Stored data entries
____________________

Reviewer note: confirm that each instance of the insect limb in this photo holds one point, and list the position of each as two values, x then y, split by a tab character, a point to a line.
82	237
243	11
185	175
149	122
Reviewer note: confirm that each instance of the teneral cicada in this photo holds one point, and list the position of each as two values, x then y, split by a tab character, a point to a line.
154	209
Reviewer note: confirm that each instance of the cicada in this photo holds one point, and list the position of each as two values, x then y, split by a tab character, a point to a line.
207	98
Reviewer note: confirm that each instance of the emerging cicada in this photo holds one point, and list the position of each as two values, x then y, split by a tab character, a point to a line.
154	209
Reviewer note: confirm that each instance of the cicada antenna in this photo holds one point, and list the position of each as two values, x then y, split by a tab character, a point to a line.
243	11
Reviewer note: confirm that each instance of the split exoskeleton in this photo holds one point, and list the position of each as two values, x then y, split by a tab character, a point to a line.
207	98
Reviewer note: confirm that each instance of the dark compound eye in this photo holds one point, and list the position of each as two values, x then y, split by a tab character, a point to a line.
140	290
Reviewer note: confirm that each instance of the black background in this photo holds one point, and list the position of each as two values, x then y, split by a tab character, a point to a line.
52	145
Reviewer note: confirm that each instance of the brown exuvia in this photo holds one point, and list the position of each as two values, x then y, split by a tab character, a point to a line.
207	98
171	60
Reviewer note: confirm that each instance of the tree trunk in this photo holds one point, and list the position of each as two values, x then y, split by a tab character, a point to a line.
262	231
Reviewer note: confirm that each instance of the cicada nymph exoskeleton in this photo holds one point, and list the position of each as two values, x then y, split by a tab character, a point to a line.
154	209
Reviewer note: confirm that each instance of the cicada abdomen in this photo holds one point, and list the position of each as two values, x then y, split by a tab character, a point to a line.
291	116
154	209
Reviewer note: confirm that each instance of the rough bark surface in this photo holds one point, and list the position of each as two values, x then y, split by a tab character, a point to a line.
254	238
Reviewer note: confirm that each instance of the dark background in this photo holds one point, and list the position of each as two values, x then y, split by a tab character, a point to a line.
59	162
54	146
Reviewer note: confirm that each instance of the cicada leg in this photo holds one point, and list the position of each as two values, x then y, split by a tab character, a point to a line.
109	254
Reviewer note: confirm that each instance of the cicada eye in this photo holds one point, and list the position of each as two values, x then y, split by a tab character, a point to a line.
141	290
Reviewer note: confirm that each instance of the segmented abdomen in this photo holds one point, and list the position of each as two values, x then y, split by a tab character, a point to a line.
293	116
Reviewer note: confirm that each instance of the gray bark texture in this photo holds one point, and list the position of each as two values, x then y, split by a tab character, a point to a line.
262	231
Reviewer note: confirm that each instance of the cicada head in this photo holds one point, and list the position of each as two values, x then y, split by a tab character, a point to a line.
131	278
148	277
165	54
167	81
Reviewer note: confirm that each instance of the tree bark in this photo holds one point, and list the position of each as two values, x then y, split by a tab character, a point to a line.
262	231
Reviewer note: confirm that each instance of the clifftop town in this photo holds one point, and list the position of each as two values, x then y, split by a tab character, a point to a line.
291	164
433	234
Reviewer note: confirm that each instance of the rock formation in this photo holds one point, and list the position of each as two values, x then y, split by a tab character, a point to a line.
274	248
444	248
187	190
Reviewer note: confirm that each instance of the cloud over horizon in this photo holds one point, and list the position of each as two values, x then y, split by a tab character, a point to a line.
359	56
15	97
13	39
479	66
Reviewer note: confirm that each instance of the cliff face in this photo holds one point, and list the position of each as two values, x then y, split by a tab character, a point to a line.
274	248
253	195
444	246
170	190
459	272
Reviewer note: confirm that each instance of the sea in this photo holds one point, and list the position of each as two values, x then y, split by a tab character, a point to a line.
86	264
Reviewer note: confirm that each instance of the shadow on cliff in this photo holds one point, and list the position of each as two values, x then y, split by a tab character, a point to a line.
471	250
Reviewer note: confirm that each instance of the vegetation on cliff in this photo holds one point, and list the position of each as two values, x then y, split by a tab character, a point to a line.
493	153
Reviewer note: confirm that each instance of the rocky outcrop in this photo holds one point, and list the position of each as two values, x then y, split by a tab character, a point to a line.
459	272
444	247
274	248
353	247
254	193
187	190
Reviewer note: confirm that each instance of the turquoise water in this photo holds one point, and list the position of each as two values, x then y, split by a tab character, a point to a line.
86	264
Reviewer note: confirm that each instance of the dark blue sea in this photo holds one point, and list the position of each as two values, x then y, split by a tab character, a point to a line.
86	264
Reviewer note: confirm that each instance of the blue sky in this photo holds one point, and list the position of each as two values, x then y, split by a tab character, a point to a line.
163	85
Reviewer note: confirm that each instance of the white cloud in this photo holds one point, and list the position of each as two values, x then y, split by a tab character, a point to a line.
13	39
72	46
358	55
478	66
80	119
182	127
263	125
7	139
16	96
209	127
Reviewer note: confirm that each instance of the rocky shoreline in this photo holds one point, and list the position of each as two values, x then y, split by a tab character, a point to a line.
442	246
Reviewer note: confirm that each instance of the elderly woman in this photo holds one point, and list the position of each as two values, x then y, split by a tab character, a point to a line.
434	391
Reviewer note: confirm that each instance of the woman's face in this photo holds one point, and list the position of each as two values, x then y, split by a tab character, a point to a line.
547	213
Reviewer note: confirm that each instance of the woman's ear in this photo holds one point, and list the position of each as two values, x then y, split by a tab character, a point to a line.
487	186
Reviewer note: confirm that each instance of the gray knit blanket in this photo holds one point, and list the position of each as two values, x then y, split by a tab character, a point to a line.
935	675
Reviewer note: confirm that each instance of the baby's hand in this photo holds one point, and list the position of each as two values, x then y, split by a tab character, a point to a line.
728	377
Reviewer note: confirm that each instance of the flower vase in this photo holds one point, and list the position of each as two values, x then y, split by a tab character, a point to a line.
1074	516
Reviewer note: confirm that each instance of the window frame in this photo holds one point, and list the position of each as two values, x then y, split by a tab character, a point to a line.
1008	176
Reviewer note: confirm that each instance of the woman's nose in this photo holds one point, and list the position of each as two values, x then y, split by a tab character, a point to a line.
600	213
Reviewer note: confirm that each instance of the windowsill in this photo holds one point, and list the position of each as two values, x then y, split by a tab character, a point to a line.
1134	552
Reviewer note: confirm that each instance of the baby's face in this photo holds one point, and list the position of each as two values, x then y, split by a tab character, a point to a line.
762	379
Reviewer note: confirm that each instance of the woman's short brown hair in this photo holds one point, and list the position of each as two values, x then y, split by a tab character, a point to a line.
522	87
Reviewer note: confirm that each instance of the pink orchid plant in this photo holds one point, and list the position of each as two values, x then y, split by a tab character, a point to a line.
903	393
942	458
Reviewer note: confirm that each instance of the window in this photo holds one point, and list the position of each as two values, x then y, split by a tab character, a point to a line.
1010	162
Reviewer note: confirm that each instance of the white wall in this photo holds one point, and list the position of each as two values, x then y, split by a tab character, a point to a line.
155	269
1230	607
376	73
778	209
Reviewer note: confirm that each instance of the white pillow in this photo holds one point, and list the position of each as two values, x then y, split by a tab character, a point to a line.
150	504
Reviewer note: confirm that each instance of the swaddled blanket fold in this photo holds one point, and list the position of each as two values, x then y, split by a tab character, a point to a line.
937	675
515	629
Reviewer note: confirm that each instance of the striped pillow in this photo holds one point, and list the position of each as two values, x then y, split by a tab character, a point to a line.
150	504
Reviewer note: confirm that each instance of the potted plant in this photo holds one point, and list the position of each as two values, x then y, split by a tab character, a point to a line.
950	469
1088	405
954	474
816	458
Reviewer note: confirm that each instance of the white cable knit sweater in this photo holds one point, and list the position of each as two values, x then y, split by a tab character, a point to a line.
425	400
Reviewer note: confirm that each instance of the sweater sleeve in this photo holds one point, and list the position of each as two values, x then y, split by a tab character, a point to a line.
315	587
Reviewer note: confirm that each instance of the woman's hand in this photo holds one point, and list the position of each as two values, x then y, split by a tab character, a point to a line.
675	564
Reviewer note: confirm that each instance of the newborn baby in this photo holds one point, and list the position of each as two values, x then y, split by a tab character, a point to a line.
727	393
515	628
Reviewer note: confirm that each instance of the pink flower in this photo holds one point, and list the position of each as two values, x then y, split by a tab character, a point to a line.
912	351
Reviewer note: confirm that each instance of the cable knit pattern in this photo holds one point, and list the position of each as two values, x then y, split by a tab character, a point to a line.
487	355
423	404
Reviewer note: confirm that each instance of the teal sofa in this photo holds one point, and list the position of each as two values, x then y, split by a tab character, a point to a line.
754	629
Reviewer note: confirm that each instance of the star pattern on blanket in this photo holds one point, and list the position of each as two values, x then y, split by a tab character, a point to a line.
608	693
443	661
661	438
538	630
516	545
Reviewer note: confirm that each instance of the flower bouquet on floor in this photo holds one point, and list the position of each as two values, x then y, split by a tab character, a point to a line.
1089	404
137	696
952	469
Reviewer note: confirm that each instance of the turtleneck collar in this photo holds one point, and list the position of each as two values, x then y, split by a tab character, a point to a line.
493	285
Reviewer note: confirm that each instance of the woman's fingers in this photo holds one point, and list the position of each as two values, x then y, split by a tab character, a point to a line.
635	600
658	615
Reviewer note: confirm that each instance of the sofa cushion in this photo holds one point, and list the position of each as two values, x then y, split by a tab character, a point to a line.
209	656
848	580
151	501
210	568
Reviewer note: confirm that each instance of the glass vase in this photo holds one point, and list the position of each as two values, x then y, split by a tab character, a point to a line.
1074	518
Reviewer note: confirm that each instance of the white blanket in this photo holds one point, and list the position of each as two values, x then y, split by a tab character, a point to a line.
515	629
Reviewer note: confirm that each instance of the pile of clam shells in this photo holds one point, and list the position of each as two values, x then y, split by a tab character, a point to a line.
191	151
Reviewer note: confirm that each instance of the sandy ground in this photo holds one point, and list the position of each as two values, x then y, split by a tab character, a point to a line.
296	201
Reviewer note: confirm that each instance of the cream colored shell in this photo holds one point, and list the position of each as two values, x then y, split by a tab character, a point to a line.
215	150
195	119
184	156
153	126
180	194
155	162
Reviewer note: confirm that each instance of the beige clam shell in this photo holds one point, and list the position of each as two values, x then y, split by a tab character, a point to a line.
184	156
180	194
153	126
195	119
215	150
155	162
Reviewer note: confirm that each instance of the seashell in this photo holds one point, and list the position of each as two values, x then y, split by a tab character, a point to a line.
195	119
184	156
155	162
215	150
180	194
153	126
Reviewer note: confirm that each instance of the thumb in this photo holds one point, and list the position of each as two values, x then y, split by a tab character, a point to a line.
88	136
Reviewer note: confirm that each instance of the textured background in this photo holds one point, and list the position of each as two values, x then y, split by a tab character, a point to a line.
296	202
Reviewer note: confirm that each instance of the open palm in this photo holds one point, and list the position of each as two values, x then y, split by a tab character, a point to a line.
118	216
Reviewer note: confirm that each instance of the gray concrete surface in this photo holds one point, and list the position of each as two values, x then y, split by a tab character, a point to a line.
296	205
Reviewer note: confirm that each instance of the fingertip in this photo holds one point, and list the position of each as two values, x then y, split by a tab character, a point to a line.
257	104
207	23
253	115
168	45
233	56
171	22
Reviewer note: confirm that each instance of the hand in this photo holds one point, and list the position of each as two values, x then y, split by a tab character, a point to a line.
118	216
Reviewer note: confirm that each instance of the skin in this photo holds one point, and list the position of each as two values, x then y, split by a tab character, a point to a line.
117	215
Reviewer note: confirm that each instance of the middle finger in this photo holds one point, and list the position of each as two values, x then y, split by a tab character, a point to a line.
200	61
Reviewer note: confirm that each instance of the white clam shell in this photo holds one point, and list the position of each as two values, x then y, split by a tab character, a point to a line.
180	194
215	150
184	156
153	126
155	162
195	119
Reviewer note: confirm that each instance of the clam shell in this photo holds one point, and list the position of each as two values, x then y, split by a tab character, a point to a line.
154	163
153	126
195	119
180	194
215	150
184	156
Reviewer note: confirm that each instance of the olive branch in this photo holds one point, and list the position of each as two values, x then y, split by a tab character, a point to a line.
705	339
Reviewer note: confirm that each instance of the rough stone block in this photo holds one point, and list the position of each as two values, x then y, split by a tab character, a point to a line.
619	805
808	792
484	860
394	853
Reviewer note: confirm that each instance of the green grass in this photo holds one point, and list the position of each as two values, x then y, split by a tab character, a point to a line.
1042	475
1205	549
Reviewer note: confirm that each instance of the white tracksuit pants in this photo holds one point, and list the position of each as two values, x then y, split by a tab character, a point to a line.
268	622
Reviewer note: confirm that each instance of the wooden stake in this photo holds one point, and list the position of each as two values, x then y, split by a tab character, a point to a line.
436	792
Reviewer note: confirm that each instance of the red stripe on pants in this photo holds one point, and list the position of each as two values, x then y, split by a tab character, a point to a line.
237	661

____________________

• What the task asks
Start at the line containing "Reviewer note: confirm that each instance of the wooden". Repeat it and each line after it, word for word, to the end of the records.

• Your response
Reviewer note: confirm that each instance of the wooden stake in this photo holds one point, and list the position of each as two values, x then y, split by a tab character, a point to a line.
436	792
Reviewer note: confirm that each instance of the red stripe on pants in this photo holds one point, and list the position of each as two values, x then y, split by a tab character, a point to a line.
237	661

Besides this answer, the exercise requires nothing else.